■ YOUR INSTRUCTIONS
Copy every line from the records below that holds the word "lamp".

[Stored data entries]
* * * *

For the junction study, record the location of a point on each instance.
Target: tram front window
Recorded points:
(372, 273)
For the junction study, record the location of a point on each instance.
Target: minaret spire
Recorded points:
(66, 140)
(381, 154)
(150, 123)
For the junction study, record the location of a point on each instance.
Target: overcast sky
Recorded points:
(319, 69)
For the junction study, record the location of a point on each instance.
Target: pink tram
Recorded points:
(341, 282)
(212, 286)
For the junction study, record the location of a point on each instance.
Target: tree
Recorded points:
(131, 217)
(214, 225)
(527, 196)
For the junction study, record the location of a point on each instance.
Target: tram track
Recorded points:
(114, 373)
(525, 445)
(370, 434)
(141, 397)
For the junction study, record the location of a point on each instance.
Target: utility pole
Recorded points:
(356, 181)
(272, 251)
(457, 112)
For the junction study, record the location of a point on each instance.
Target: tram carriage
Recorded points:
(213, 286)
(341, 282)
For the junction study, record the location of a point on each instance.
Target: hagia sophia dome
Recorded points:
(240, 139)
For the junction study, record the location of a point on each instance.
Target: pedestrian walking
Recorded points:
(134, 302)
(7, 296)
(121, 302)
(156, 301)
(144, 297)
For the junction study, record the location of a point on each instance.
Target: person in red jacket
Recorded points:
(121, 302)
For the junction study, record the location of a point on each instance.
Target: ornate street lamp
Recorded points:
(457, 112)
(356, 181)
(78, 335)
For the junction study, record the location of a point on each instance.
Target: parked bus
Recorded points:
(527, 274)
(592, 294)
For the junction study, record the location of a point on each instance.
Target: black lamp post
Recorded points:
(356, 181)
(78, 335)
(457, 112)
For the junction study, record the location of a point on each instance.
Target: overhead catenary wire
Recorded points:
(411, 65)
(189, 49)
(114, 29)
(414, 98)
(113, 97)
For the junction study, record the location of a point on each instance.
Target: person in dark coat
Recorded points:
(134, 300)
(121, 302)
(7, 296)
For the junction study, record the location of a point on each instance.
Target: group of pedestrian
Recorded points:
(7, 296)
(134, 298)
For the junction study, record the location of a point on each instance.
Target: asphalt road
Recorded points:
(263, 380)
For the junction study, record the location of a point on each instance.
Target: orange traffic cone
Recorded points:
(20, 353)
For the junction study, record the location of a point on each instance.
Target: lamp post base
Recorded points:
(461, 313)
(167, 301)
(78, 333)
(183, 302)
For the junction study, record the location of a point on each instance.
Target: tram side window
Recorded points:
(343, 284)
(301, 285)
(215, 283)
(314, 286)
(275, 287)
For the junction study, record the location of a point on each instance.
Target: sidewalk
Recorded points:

* * * *

■ SOLUTION TO THIS TASK
Target: ornate street lamp
Target: black lamp post
Target: lamp post base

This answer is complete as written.